§ PROBLEM:
Nothing but an exact copy is wanted: the line with "Please put a marker on the white sneaker" and each line after it in the data below, last line included.
SUPPLIED INFORMATION: Begin
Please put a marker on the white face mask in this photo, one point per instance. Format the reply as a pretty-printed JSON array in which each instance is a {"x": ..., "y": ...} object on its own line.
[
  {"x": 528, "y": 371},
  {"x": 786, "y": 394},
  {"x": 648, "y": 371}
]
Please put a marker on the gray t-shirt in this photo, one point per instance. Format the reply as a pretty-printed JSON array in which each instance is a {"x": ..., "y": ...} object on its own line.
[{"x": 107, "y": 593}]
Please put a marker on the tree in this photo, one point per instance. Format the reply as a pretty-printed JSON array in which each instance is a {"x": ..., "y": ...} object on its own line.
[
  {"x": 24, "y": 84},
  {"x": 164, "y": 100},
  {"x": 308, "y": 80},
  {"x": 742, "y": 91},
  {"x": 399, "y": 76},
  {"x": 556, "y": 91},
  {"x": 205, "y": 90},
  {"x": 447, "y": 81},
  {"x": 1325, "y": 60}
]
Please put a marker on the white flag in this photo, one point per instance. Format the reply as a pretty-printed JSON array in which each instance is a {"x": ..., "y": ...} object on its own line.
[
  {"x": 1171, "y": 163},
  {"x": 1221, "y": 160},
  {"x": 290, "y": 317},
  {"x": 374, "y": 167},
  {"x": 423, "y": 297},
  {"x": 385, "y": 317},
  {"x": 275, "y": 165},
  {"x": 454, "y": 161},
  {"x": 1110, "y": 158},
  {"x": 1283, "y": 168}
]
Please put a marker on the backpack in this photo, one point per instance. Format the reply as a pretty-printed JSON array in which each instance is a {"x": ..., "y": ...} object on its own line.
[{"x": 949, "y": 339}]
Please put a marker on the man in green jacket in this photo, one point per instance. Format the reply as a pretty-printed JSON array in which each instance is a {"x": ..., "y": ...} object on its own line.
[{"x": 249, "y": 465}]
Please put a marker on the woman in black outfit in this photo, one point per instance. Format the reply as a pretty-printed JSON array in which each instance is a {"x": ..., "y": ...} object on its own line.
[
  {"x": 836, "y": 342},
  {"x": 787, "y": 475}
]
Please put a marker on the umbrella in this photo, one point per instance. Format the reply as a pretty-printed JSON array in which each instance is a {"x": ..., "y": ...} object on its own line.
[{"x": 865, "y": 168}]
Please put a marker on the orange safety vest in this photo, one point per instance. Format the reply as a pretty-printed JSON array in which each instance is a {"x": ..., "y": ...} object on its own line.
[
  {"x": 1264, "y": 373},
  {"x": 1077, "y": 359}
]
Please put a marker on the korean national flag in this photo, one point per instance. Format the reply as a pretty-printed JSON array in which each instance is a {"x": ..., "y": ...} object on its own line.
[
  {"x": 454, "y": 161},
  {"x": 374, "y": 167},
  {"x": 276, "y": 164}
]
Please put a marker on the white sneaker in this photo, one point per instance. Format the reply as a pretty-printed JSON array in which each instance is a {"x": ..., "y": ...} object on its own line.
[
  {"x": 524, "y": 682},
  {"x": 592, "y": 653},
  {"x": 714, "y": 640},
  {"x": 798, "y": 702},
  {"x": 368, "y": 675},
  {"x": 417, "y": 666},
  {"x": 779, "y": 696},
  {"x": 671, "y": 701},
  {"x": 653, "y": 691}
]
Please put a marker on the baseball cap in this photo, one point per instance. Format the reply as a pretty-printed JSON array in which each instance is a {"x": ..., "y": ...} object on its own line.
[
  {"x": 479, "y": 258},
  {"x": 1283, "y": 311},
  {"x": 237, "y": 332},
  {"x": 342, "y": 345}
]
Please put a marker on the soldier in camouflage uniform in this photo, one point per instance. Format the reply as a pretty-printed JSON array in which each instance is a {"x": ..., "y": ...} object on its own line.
SUPPLIED INFORMATION: End
§ EXERCISE RESULT:
Please put a marker on the white sneaker in this photo, one point per instance. Format the reply as a pretty-printed JSON array in which each instance is a {"x": ..., "y": ...} object on its own line.
[
  {"x": 524, "y": 682},
  {"x": 592, "y": 653},
  {"x": 714, "y": 640},
  {"x": 798, "y": 702},
  {"x": 368, "y": 675},
  {"x": 417, "y": 666},
  {"x": 779, "y": 696},
  {"x": 671, "y": 701},
  {"x": 653, "y": 691}
]
Please put a marker on the baseball cap in this photo, one point per instance. Format the reply as a pretty-printed JSON array in which each instance is a {"x": ..., "y": ...} object on its own line.
[
  {"x": 479, "y": 258},
  {"x": 1283, "y": 311},
  {"x": 237, "y": 332},
  {"x": 342, "y": 345}
]
Please put a marker on the soldier in camouflage uniform in this photo, one point per instance. Format the reply as a pretty-printed JSON array in which each instance is a {"x": ..., "y": ...} object on its own line.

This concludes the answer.